# WHAT IS NEEDED
Output all of the listing, leaving every line exactly as written.
'''
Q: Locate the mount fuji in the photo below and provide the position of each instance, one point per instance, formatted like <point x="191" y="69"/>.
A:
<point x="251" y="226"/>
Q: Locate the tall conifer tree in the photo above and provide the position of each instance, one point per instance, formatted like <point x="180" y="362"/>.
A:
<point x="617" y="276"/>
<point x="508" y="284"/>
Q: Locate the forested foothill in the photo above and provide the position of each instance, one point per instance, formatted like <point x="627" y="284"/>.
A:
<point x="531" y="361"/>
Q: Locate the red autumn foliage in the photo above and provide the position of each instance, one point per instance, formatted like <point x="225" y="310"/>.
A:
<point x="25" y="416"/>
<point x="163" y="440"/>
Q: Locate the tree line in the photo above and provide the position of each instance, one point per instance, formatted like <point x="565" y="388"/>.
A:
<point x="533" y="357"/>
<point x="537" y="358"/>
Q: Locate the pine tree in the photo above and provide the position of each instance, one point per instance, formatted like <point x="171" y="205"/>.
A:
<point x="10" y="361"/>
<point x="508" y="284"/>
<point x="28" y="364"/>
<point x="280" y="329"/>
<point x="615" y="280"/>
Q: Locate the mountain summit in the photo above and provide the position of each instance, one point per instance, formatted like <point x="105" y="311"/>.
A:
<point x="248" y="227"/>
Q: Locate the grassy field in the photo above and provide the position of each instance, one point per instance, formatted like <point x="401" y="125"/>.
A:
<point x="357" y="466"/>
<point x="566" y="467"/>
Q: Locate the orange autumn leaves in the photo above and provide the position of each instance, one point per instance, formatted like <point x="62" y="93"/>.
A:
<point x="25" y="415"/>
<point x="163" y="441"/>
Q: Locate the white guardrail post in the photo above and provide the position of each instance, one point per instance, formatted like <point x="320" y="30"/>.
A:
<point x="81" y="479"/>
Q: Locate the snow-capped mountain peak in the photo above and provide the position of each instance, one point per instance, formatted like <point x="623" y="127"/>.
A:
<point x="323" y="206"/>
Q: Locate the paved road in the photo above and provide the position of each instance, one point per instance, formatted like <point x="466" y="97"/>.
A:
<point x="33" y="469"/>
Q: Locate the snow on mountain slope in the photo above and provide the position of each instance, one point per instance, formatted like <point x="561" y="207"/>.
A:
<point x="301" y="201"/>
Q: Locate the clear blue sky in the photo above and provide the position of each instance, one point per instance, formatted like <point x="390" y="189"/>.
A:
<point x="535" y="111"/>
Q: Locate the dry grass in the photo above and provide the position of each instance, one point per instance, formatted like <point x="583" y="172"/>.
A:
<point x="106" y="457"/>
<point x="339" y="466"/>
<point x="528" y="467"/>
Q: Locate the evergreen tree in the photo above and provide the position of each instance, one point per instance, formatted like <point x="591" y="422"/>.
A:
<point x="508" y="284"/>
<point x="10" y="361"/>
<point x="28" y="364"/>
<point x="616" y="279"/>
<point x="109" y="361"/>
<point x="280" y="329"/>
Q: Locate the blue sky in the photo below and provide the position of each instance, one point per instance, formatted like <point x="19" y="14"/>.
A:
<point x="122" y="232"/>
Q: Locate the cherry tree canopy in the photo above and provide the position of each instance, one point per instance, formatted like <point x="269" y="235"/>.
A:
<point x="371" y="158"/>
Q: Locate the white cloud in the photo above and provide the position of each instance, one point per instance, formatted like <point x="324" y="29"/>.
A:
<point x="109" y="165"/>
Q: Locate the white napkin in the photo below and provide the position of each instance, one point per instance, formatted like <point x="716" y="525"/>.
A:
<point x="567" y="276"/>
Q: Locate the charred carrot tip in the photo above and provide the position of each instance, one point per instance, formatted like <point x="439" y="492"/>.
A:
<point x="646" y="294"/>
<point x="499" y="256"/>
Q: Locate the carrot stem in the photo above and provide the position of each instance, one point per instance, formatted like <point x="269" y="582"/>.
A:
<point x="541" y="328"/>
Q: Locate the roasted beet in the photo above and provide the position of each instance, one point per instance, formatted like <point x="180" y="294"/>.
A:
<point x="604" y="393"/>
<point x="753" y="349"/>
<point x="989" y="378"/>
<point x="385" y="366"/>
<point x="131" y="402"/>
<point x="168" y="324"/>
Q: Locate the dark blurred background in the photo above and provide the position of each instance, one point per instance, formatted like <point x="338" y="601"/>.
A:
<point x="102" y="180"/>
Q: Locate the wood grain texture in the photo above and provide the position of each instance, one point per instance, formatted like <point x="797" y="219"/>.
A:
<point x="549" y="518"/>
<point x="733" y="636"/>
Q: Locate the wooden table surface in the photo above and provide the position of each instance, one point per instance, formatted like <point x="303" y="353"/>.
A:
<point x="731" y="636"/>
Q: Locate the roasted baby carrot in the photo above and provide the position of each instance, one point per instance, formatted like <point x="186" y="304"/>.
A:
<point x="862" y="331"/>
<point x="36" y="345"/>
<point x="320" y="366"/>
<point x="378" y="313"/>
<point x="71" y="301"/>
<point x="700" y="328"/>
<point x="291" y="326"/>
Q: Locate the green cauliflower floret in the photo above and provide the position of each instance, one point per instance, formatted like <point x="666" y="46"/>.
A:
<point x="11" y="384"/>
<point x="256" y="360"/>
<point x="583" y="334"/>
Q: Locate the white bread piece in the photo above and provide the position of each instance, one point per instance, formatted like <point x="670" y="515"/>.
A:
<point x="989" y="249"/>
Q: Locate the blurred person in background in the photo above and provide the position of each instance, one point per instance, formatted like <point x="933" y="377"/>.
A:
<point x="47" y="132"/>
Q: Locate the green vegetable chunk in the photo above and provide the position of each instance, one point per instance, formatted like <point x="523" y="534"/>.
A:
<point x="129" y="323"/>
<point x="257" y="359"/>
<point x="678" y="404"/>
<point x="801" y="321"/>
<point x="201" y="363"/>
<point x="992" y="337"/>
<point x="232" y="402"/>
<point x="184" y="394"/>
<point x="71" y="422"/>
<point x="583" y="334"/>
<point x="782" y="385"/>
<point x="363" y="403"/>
'''
# SOLVED PROBLEM
Q: Locate the mount fuji in the photo below and provide the position of each instance, one point per instance, formatted like <point x="191" y="69"/>.
A:
<point x="251" y="226"/>
Q: Locate the tall conifer tree in the photo above and provide the position of each instance, one point per instance, formatted like <point x="180" y="362"/>.
A:
<point x="617" y="276"/>
<point x="508" y="284"/>
Q: Locate the forested foothill in the photo above and provide the position of each instance, one point per instance, formatted like <point x="627" y="284"/>.
A:
<point x="531" y="361"/>
Q: Locate the red autumn foliage in the photo above and provide the position of each instance, one point per instance, formatted like <point x="225" y="310"/>.
A:
<point x="25" y="416"/>
<point x="163" y="440"/>
Q: Locate the tree line in the photo above and provide the position of each instance, one point per instance, formatted like <point x="565" y="388"/>.
A:
<point x="533" y="357"/>
<point x="537" y="358"/>
Q: Locate the pine tree in the photo above and provide the position of each instance, one point per instance, formatted like <point x="171" y="205"/>.
A:
<point x="10" y="361"/>
<point x="508" y="284"/>
<point x="28" y="364"/>
<point x="280" y="329"/>
<point x="615" y="280"/>
Q: Locate the mountain summit in the photo above and provide the position of each instance, one point per instance, formatted like <point x="105" y="311"/>.
A:
<point x="248" y="227"/>
Q: Locate the grassy field in the photo above and provide the position of each instance, one point per instance, formatted like <point x="401" y="125"/>.
A:
<point x="357" y="466"/>
<point x="566" y="467"/>
Q: Locate the orange autumn leaves in the photo above and provide the position of each instance, one point per instance, formatted like <point x="62" y="93"/>.
A:
<point x="25" y="415"/>
<point x="163" y="441"/>
Q: Locate the white guardrail post in the photo above and provide the position of each instance, one point per instance, formatted like <point x="320" y="30"/>.
A:
<point x="81" y="479"/>
Q: Locate the snow-capped mountain peak in the photo above and provide the position of each instance, one point per instance, formatted like <point x="623" y="127"/>.
A:
<point x="323" y="206"/>
Q: Locate the paved road in the photo above and provide the position of each instance, one point per instance, formatted like <point x="466" y="97"/>.
A:
<point x="33" y="469"/>
Q: Locate the snow on mountain slope in the photo above and provide the position of each instance, one point per instance, formatted like <point x="561" y="207"/>.
A:
<point x="301" y="201"/>
Q: Locate the clear blue sky in the photo above and provide the position of each instance, one point per instance, formatted like <point x="390" y="189"/>.
A:
<point x="535" y="111"/>
Q: Locate the dry grass in the photo above and provide the position of each instance, one point per instance, formatted like <point x="583" y="172"/>.
A:
<point x="106" y="457"/>
<point x="339" y="466"/>
<point x="528" y="467"/>
Q: Locate the evergreen tree in the photo above and provide the position of each instance, one point per instance, formatted like <point x="591" y="422"/>.
A:
<point x="508" y="284"/>
<point x="10" y="361"/>
<point x="28" y="364"/>
<point x="616" y="279"/>
<point x="109" y="361"/>
<point x="280" y="329"/>
Q: Locate the blue sky in the photo below and provide the position of each instance, one point per instance, formatted like <point x="19" y="14"/>.
A:
<point x="122" y="232"/>
Q: Locate the cherry tree canopy in the photo above and provide the position of each instance, one point per instance, formatted like <point x="269" y="235"/>.
A:
<point x="371" y="158"/>
Q: Locate the white cloud in the photo above and provide the position of each instance, one point per instance, formatted like <point x="324" y="29"/>.
A:
<point x="109" y="165"/>
Q: Locate the white napkin in the photo below and provide the position of each instance, one point per instance, formatted like <point x="716" y="525"/>.
A:
<point x="567" y="276"/>
Q: Locate the charred carrot tip in the photo above and provide the position of each instance, one point per instance, formatted like <point x="439" y="492"/>.
A:
<point x="646" y="294"/>
<point x="499" y="256"/>
Q: Locate the carrot stem in the photo above and provide the position of each instance, one point per instance, formatted like <point x="269" y="582"/>.
A:
<point x="541" y="328"/>
Q: Locate the roasted beet in the photo above and provide the position of each instance, one point per instance, formatted like <point x="180" y="294"/>.
A:
<point x="604" y="393"/>
<point x="753" y="349"/>
<point x="989" y="378"/>
<point x="385" y="366"/>
<point x="131" y="402"/>
<point x="168" y="324"/>
Q: Locate the dark blurred background in the photo above and provide the position of each instance, one point per instance, formatted like <point x="338" y="601"/>.
A:
<point x="102" y="180"/>
Q: Locate the wood grain texture in the photo above and provide the position of each instance, one point per instance, formatted like <point x="797" y="219"/>.
A:
<point x="549" y="518"/>
<point x="733" y="636"/>
Q: Locate the wooden table surface in the photo above and provide the position of each instance, one point per instance, formatted like <point x="303" y="353"/>.
A:
<point x="731" y="636"/>
Q: Locate the roasted baby carrot in the photo above and provide the position of each instance, one point per instance, formatted like <point x="186" y="304"/>.
A:
<point x="862" y="331"/>
<point x="36" y="345"/>
<point x="320" y="366"/>
<point x="378" y="313"/>
<point x="71" y="301"/>
<point x="700" y="328"/>
<point x="291" y="326"/>
Q: Locate the green cauliflower floret in the photo above and provide the position of each instance, one point per instance, formatted like <point x="666" y="46"/>.
A:
<point x="11" y="384"/>
<point x="256" y="360"/>
<point x="583" y="334"/>
Q: Locate the white bread piece in the photo above and provide the position of each instance, one point per instance, formatted like <point x="670" y="515"/>.
A:
<point x="989" y="249"/>
Q: Locate the blurred person in background in the photo above and provide the position of each instance, one point per instance, formatted like <point x="933" y="377"/>.
A:
<point x="47" y="132"/>
Q: Locate the green vegetable chunk in the photo above and provide the position of each instance, one point per instance, formatted like <point x="523" y="534"/>.
A:
<point x="129" y="323"/>
<point x="257" y="359"/>
<point x="678" y="404"/>
<point x="801" y="321"/>
<point x="201" y="363"/>
<point x="992" y="337"/>
<point x="232" y="402"/>
<point x="184" y="394"/>
<point x="71" y="422"/>
<point x="583" y="334"/>
<point x="782" y="385"/>
<point x="363" y="403"/>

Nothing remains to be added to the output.